* [WRITTEN EXERCISE] Rewrite the whole listing below as a JSON array of strings, with one string per line and no blank lines.

* [RECORDS SHOWN]
___

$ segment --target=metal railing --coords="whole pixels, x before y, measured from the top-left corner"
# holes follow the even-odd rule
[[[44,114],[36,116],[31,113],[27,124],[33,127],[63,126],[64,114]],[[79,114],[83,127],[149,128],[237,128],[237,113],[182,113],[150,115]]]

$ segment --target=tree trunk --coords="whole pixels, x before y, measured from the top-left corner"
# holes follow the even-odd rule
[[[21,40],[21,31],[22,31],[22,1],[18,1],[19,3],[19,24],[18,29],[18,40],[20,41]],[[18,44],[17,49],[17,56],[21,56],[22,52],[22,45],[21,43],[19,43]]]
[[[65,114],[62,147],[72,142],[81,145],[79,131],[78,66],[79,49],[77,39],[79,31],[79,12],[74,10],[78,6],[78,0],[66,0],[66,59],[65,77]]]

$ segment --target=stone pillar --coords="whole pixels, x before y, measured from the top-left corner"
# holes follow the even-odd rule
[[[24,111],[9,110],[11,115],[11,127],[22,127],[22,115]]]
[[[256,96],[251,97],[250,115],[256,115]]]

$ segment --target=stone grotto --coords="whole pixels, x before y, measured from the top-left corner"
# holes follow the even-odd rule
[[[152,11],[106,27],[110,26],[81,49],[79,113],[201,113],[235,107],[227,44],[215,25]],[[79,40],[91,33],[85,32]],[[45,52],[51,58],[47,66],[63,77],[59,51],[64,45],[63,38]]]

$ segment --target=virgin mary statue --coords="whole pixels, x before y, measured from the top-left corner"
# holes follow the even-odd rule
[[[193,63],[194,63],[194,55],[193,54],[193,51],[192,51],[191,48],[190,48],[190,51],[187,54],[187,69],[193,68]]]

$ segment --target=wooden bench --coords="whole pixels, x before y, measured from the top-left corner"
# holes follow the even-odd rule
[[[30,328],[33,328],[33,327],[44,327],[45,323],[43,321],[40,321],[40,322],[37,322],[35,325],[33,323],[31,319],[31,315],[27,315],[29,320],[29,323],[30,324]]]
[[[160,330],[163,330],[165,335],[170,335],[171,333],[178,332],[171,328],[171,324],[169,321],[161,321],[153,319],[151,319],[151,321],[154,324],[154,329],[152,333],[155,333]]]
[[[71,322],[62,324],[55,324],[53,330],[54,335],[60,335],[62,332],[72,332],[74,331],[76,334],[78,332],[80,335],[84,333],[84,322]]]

___

* [TASK RESULT]
[
  "$ segment --target=metal railing --coords=\"whole pixels, x before y, measured from the top-left corner\"",
  "# holes follow the even-odd rule",
  "[[[44,114],[36,116],[31,113],[27,124],[33,127],[63,126],[64,114]],[[79,114],[83,127],[149,128],[237,128],[237,113],[182,113],[150,115]]]",
  "$ segment --target=tree trunk --coords=\"whole pixels, x before y, measured from the top-left corner\"",
  "# holes follow the even-odd rule",
  "[[[21,40],[21,31],[22,31],[22,1],[18,1],[19,3],[19,24],[18,29],[18,40],[20,41]],[[18,44],[17,49],[17,56],[21,56],[22,52],[22,45],[21,43],[19,43]]]",
  "[[[65,114],[62,147],[72,142],[81,145],[79,131],[78,66],[79,49],[77,39],[79,31],[79,12],[74,10],[78,6],[78,0],[66,0],[66,59],[65,77]]]",
  "$ segment --target=stone pillar --coords=\"whole pixels, x before y, measured from the top-left corner\"",
  "# holes follow the even-odd rule",
  "[[[24,111],[9,110],[11,115],[11,127],[22,127],[22,115]]]",
  "[[[256,96],[251,97],[250,115],[256,115]]]",
  "$ segment --target=stone grotto --coords=\"whole pixels, x before y, measured from the top-left corner\"",
  "# holes follow the even-odd rule",
  "[[[152,11],[106,27],[110,26],[81,49],[79,113],[201,113],[235,107],[227,44],[215,25]],[[79,40],[91,33],[85,32]],[[45,52],[51,58],[47,66],[63,77],[59,51],[64,45],[63,38]]]",
  "$ segment --target=virgin mary statue --coords=\"whole pixels, x before y, measured from the top-left corner\"",
  "# holes follow the even-odd rule",
  "[[[193,63],[194,63],[194,55],[193,54],[193,51],[192,51],[191,48],[190,48],[190,51],[187,54],[187,69],[193,68]]]",
  "$ segment --target=wooden bench --coords=\"whole pixels, x before y, measured from the top-left corner\"",
  "# holes follow the even-odd rule",
  "[[[30,328],[33,328],[33,327],[44,327],[45,323],[43,321],[40,321],[40,322],[37,322],[35,325],[33,323],[31,319],[31,315],[27,315],[29,320],[29,323],[30,324]]]",
  "[[[160,330],[163,330],[165,335],[170,335],[171,333],[178,332],[171,328],[171,324],[169,321],[161,321],[153,319],[151,319],[151,321],[154,324],[154,329],[152,333],[155,333]]]",
  "[[[71,322],[62,324],[55,324],[53,330],[54,335],[60,335],[62,332],[72,332],[74,331],[76,334],[78,332],[80,335],[84,333],[84,322]]]"
]